Przy wyborze akumulatora nietrudno o pomyłki. Podpowiadamy jak ich uniknąć.
Każdy akumulator prędzej czy później odmówi posłuszeństwa. Ten moment można opóźnić, dbając o baterię i nie dopuszczając do jej rozładowani lub przyspieszyć, ignorując sygnały o jej pogarszającej się kondycji. Co jednak zrobić, kiedy ta nieunikniona chwila już nadejdzie? Jak wybrać akumulator, który będzie pasował do twojego auta, a jego eksploatacja nie sprawi problemów?
Trzy złote zasady
Po pierwsze: akumulator musi być odpowiednich rozmiarów. Ze zrozumiałych względów nie powinien być większy niż uchwyt przeznaczony do jego montażu. Dotyczy to nie tylko długości i szerokości baterii (w takim przypadku ta zwyczajnie się nie zmieści). Jeśli wybierzesz za wysoki akumulator, po jego zamontowaniu może okazać się, że zamknięcie maski jest niemożliwe. Rada? Stosuj się do zaleceń producenta auta lub przed kupnem konkretnego modelu zmierz stary.
Nie zapomnij też sprawdzić, czy w twoim aucie akumulator mocuje się od spodu, czy od góry. Poza tym ważne okazuje się umiejscowienie biegunów. Niektóre modele dostępne są w różnych wersjach biegunowych. Jeśli wybierzesz tę niekompatybilną ze swoim samochodem, musisz liczyć się z koniecznością ponownego zakupu lub wymiany okablowania.
Po drugie: Pojemniejszy nie znaczy lepszy. Ten parametr, podawany w miliamperogodzinach (mAh), mówi ci, ile prądu bateria dostarczy podzespołom auta od pełnego naładowania do całkowitego wyładowania. Wybierając akumulator sprawdź, czy jego pojemność jego zgodna z zaleceniami producenta auta (z dopuszczalnym 10-procentowym odchyleniem). Jeśli wybierzesz zbyt pojemną baterię, nigdy nie naładuje się ona do końca, co znacznie skróci jej żywotność. Model za mało pojemny w niektórych sytuacjach nie poradzi sobie nawet z uruchomieniem silnika.
* * * * * * *
• Zadania do wykonania
1. Przepisz z artykułu o wyborze akumulatora fragment od "Nie zapomnij też" do "lub wymiany okablowania.".
2. Kontynuuj artykuł o wyborze akumulatora, zaczynając od miejsca, w którym się kończy.

Kilka rekordów:
* * * * * * *
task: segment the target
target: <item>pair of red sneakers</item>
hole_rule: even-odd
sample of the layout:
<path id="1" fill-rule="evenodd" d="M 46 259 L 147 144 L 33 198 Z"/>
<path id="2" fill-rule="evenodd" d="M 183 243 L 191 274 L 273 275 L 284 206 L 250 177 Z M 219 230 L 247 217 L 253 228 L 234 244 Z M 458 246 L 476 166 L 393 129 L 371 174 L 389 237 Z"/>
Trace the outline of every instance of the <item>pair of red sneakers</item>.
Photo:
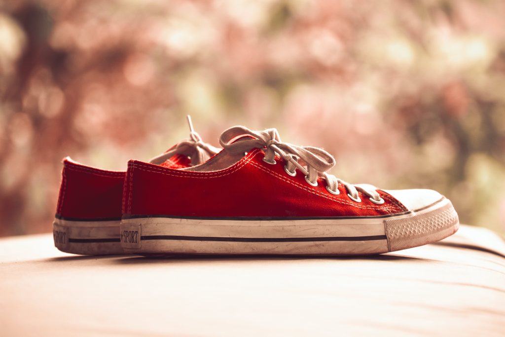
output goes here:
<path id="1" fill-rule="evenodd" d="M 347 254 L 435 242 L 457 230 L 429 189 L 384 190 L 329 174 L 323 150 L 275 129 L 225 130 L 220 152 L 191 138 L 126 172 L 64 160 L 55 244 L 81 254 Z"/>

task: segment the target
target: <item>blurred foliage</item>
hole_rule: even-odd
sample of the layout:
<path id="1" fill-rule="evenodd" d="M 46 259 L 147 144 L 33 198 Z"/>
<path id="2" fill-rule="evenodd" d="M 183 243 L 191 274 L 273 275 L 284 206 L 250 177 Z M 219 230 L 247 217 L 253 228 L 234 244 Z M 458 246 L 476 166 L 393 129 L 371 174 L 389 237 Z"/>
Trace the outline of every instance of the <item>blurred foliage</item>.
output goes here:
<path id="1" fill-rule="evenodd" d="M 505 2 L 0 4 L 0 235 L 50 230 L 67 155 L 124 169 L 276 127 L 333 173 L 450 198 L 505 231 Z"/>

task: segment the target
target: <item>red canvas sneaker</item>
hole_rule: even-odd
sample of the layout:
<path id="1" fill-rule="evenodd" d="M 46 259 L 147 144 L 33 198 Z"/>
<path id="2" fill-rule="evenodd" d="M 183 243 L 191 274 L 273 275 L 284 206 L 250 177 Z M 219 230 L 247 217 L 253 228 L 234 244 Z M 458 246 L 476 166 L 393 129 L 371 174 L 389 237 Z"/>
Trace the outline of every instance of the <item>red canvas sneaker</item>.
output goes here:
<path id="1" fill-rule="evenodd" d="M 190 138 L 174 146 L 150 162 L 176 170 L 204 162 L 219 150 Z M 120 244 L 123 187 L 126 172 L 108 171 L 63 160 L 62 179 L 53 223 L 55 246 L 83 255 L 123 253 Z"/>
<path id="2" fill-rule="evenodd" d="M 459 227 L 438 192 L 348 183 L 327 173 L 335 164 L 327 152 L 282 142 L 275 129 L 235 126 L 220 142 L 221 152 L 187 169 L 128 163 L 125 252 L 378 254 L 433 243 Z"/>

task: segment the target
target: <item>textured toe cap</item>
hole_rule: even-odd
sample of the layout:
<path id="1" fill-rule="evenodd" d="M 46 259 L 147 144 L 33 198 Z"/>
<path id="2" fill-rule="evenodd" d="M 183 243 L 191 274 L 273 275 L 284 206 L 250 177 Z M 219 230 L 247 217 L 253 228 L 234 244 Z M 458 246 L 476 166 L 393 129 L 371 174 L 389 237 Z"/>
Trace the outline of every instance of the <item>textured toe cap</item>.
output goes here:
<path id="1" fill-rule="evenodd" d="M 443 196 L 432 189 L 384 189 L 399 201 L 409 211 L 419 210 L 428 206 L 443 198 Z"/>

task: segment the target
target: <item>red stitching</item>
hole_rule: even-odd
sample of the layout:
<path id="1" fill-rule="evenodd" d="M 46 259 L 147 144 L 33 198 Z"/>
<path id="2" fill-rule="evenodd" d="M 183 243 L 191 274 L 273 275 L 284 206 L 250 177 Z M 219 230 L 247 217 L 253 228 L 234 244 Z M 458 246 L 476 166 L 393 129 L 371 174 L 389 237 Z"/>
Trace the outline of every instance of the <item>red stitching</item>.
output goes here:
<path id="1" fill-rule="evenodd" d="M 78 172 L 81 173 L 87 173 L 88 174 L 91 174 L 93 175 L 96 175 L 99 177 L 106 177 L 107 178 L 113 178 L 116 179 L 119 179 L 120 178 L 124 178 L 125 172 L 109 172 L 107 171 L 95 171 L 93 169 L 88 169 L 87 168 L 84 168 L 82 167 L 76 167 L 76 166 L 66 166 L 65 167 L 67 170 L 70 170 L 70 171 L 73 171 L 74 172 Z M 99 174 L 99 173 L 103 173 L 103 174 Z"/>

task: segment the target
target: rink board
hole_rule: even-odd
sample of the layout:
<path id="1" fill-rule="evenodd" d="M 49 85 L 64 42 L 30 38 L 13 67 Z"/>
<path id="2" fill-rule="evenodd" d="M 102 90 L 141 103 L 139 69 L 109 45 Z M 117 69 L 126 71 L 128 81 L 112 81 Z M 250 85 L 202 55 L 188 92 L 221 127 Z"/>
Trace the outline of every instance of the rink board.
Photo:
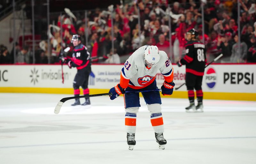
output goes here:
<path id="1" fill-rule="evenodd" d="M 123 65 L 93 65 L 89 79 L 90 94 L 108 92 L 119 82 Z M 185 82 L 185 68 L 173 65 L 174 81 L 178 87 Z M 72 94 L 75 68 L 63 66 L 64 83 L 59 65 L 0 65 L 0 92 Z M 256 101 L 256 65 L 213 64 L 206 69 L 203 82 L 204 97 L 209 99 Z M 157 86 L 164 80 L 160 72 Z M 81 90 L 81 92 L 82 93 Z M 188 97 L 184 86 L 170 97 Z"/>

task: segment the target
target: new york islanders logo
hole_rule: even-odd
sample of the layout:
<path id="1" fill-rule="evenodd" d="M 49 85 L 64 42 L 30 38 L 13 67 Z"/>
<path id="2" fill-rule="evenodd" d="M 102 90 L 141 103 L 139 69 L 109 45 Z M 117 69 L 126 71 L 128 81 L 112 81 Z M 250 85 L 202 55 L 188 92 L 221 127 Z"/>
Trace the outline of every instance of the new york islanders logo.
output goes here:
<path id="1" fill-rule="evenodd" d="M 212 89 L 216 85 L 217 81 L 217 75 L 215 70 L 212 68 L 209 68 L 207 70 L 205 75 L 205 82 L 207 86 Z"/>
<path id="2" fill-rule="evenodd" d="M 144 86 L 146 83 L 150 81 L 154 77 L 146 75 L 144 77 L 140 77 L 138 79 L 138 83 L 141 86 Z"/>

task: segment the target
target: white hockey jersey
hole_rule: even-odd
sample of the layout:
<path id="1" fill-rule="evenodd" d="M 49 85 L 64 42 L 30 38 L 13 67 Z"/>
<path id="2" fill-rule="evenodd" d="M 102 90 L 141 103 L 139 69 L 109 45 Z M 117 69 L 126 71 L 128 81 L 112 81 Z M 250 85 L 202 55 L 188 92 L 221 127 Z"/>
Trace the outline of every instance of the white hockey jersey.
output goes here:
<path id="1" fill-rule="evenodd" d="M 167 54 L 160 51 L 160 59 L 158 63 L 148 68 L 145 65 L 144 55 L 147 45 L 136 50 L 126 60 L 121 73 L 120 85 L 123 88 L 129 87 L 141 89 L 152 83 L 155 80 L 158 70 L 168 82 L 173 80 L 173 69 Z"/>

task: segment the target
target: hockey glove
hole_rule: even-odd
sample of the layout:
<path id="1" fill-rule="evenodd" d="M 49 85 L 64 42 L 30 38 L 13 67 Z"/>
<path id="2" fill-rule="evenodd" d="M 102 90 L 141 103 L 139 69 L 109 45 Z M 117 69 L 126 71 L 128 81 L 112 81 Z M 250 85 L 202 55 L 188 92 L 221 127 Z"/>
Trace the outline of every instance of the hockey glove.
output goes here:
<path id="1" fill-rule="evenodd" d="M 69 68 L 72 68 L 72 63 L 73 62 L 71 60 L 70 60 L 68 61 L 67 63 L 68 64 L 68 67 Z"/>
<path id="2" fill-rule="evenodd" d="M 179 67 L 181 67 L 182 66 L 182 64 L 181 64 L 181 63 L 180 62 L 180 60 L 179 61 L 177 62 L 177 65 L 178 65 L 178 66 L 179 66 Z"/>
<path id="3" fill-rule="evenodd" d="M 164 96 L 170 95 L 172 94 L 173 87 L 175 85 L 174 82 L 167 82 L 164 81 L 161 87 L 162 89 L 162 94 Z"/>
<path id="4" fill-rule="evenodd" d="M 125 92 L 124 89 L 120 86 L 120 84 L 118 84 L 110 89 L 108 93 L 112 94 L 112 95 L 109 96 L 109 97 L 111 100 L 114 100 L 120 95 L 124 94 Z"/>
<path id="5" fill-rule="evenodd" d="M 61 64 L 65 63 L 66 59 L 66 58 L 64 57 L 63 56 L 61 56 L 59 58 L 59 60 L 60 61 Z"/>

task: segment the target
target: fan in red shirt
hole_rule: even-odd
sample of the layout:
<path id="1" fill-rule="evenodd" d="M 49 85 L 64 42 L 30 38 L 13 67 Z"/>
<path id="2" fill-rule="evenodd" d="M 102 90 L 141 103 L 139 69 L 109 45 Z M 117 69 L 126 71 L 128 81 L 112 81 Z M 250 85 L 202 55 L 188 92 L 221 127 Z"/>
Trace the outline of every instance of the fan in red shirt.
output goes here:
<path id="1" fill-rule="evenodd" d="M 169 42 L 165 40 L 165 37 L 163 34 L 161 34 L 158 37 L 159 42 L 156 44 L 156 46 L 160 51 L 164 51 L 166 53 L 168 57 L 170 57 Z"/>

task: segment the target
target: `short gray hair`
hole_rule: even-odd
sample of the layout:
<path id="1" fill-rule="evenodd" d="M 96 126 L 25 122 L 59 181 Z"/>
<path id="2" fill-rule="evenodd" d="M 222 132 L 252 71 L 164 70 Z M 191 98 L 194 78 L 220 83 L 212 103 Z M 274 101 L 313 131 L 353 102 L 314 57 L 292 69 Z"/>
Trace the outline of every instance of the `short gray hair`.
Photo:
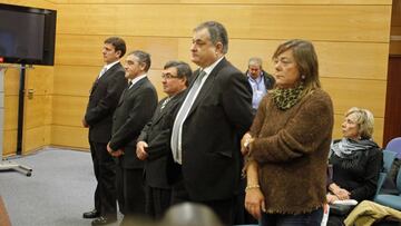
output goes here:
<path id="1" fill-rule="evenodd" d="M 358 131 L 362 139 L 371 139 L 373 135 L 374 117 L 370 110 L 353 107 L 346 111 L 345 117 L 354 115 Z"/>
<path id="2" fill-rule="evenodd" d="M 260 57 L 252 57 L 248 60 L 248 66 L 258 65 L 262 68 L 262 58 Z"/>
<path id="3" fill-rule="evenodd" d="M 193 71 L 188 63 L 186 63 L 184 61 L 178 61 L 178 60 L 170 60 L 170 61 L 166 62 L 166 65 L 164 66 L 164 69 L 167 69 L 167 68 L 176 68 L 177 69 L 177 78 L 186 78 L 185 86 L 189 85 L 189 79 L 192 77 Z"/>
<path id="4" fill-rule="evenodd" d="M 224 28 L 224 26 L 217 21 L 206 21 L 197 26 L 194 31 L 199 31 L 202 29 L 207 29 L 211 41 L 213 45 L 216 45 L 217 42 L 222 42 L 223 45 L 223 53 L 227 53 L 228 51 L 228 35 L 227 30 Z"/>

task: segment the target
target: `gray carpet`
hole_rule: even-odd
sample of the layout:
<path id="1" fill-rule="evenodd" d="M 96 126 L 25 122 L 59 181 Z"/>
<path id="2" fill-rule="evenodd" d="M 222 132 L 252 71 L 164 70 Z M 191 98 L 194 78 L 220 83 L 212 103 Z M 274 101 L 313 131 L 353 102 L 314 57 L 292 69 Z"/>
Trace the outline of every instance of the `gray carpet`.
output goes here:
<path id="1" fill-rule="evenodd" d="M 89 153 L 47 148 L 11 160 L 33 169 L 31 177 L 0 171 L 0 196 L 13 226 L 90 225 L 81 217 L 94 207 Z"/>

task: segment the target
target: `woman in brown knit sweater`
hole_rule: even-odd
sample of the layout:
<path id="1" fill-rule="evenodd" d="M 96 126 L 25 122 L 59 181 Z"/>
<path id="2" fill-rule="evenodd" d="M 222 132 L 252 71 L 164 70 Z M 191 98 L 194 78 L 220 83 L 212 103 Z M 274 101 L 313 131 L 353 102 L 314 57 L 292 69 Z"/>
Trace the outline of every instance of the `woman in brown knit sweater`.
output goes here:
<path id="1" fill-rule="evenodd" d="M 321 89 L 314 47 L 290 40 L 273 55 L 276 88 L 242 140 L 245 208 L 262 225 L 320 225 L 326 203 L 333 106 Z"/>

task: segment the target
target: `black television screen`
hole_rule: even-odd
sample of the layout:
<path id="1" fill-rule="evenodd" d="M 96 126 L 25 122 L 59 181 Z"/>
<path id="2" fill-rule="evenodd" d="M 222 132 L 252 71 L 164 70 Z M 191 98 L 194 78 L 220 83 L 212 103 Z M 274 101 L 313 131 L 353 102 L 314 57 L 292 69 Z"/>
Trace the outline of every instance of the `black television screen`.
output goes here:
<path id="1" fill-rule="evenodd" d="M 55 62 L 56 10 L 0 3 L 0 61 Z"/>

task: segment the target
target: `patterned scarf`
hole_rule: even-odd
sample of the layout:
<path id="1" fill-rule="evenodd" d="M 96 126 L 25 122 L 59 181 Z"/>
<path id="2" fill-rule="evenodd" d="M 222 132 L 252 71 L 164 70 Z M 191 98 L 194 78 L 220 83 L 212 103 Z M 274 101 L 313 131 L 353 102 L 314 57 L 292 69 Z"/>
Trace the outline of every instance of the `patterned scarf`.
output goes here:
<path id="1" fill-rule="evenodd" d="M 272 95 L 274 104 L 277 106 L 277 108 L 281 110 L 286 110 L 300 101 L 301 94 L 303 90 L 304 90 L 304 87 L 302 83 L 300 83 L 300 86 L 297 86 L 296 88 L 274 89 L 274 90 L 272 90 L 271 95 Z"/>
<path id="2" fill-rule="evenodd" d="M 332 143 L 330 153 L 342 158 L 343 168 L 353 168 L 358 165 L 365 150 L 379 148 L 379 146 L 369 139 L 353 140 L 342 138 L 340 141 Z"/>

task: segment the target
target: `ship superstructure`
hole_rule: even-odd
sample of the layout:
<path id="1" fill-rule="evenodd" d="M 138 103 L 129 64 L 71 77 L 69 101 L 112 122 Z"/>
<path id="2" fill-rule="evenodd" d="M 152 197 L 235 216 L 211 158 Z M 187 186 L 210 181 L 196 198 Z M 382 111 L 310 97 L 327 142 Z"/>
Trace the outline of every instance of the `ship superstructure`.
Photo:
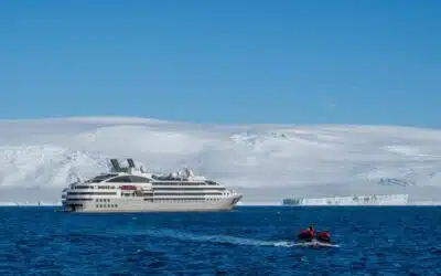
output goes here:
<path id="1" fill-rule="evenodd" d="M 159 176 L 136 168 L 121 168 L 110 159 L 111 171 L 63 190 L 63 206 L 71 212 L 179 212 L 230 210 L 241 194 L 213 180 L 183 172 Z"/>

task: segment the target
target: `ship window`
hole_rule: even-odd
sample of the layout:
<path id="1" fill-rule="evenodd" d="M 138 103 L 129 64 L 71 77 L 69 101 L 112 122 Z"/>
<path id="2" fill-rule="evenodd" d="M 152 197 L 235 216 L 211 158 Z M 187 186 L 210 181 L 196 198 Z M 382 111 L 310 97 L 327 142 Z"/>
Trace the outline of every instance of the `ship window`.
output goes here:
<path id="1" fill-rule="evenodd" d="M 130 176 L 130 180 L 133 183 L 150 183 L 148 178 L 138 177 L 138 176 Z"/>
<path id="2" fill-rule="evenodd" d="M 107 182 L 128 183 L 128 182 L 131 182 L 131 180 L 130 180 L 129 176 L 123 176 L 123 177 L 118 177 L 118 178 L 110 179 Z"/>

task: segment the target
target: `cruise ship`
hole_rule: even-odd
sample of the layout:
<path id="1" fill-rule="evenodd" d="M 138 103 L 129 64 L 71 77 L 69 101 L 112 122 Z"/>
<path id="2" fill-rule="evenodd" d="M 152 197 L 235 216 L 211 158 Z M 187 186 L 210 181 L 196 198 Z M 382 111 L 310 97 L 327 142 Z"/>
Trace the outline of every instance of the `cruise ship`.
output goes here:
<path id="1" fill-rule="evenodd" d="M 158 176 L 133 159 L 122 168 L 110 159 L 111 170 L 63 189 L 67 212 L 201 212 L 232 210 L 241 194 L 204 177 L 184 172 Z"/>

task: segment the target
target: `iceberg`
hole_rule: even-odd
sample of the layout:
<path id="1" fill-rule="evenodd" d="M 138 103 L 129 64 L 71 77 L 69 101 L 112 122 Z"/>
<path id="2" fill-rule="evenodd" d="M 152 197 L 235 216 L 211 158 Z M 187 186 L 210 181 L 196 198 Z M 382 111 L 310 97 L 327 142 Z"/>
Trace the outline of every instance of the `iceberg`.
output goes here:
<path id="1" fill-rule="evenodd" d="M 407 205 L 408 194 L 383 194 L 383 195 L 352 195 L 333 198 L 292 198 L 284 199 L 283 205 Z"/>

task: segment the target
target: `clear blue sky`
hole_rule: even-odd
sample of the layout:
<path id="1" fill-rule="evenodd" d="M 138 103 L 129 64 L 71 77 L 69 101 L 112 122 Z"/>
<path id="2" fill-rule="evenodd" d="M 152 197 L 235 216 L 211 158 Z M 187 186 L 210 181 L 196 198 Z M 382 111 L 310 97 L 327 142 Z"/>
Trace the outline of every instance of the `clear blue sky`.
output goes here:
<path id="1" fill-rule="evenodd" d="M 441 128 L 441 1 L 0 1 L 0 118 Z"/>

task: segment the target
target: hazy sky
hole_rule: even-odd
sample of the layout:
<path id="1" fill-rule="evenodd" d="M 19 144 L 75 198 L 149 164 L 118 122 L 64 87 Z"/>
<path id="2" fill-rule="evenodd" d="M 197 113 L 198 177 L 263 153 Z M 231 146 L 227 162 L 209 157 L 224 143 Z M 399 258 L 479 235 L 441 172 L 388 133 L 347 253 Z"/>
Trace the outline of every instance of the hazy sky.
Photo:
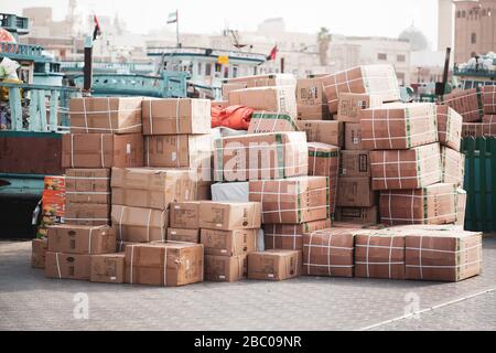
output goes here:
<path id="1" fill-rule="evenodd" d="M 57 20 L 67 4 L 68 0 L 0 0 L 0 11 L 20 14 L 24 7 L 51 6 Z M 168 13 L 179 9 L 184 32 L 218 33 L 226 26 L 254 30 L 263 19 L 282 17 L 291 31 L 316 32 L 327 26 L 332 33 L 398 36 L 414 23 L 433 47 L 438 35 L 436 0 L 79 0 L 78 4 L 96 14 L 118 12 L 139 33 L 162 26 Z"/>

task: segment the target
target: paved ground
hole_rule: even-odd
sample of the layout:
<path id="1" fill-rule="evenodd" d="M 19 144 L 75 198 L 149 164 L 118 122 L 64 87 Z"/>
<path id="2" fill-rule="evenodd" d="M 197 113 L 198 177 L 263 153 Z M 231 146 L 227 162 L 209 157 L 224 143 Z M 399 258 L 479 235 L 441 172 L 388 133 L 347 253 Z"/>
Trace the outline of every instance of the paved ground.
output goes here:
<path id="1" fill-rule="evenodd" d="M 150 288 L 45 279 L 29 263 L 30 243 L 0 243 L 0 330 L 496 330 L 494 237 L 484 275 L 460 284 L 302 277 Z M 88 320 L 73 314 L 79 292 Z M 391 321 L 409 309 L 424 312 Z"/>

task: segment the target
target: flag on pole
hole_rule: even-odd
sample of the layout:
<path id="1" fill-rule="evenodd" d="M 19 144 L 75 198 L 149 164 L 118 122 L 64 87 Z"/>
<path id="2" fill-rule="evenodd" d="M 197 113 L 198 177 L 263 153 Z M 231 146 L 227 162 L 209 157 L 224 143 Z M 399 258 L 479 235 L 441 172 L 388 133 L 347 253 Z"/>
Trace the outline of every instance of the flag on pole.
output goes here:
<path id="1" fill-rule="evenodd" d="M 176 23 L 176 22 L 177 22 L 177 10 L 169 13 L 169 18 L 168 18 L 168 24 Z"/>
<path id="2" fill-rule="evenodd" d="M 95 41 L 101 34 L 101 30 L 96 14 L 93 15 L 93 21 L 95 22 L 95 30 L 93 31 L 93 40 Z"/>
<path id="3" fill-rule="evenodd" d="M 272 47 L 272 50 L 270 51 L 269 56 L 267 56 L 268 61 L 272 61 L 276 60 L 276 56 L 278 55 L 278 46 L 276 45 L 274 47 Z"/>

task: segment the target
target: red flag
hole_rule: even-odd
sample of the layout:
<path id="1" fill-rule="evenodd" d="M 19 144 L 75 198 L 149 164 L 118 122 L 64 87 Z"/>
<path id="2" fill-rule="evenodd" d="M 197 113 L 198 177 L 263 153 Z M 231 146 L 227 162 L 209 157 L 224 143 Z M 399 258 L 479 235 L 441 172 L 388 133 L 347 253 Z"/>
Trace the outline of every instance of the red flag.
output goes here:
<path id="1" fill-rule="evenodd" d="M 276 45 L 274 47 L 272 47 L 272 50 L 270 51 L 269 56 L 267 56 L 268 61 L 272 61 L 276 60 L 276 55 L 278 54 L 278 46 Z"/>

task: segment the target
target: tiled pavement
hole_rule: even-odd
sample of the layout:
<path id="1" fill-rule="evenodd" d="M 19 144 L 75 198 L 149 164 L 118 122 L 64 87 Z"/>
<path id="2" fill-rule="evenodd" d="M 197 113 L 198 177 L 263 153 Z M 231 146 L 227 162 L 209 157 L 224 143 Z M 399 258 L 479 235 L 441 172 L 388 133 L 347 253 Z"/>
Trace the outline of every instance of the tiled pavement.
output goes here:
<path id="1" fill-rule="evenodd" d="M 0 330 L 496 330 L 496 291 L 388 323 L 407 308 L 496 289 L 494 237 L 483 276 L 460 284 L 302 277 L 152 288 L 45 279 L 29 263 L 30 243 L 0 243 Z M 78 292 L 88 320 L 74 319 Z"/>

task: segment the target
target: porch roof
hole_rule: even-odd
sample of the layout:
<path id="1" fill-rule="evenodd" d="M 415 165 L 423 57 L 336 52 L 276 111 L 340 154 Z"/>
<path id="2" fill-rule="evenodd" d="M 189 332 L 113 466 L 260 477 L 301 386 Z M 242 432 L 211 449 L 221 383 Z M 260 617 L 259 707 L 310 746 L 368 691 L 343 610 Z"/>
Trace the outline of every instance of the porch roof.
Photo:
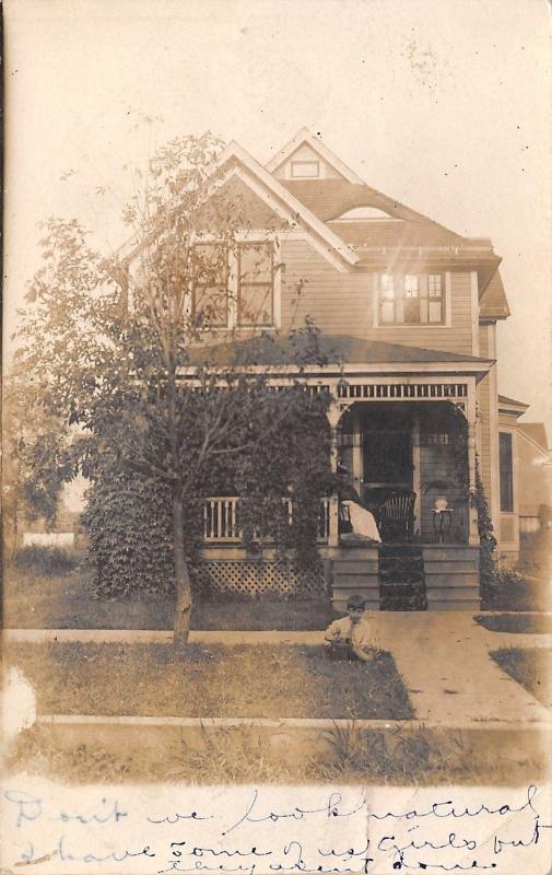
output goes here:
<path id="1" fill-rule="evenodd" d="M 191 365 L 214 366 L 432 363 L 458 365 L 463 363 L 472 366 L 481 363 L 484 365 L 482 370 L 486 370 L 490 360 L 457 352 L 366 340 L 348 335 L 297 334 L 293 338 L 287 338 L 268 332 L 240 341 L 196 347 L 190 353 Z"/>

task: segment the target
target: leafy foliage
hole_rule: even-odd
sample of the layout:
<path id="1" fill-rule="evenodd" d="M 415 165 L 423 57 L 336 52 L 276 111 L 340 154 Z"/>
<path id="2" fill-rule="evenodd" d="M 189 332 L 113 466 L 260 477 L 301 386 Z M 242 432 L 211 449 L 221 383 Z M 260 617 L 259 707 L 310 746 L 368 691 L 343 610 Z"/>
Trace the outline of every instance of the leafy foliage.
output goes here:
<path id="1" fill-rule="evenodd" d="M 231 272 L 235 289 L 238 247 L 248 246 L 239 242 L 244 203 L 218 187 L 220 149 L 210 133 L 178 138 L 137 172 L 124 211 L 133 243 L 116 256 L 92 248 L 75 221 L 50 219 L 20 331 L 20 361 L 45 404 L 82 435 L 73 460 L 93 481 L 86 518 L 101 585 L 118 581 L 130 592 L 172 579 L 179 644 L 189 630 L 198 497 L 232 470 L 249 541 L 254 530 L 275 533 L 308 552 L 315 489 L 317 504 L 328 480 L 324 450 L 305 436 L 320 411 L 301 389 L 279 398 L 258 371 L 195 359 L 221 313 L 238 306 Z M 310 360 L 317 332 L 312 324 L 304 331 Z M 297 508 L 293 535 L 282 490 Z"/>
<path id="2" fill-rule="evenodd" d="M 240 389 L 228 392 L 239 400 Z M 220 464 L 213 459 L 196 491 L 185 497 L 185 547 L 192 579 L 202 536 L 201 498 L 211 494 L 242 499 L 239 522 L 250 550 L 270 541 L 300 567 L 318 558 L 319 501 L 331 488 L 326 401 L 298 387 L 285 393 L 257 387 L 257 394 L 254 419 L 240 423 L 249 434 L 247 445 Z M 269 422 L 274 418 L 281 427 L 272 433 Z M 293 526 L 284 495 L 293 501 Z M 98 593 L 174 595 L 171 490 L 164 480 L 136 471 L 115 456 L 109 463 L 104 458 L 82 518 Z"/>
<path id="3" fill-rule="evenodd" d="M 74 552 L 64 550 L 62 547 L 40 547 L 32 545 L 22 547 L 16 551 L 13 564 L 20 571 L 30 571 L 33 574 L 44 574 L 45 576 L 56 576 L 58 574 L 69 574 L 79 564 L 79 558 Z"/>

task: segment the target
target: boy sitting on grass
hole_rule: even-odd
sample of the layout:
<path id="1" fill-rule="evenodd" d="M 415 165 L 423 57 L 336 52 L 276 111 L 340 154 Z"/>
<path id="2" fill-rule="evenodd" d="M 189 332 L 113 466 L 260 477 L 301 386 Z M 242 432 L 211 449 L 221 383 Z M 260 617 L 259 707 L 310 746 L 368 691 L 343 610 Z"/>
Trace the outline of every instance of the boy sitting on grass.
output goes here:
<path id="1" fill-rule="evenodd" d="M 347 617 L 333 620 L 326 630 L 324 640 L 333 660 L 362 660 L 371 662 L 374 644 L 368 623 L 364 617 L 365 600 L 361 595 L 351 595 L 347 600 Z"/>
* * * * * * *
• Odpowiedzi do zadań
1.
Nie zapomnij też sprawdzić, czy w twoim aucie akumulator mocuje się od spodu, czy od góry. Poza tym ważne okazuje się umiejscowienie biegunów. Niektóre modele dostępne są w różnych wersjach biegunowych. Jeśli wybierzesz tę niekompatybilną ze swoim samochodem, musisz liczyć się z koniecznością ponownego zakupu lub wymiany okablowania.

2.
Po trzecie: Zwróć uwagę na prąd rozruchowy. W telegraficznym skrócie ta wartość (podawana w amperach – A) mówi, ile energii dany akumulator dostarcza do rozrusznika w krótkim czasie. Największego prądu rozruchowego potrzebują auta z dużym silnikiem (ich rozruszniki zużywają najwięcej energii). Parametr ten ważny jest także przy odpalaniu auta na dużym mrozie. Pamiętaj jednak, że im jest on wyższy, tym akumulator trudniej znosi rozładowanie. Jeśli więc poruszasz się głównie na krótkich odcinkach lub na pokładzie masz wiele prądożernych podzespołów, staraj się wybrać model z niższym prądem rozruchowym.
Rodzaje akumulatorów
Na rynku dostępnych jest kilka typów baterii:
Standardowe: rozpoznasz je po zdejmowanych korkach do dolewania elektrolitu. Ich zalety to niska cena, odporność na rozładowanie i spora żywotność. Najpoważniejsza wada – niski maksymalny prąd rozruchowy. Dla niektórych uciążliwa może też okazać się konieczność regularnego sprawdzania poziomu elektrolitu i jego ewentualnego uzupełniania. Dobrze sprawdzają się w samochodach z podstawowym wyposażeniem i niewielką liczbą urządzeń elektrycznych.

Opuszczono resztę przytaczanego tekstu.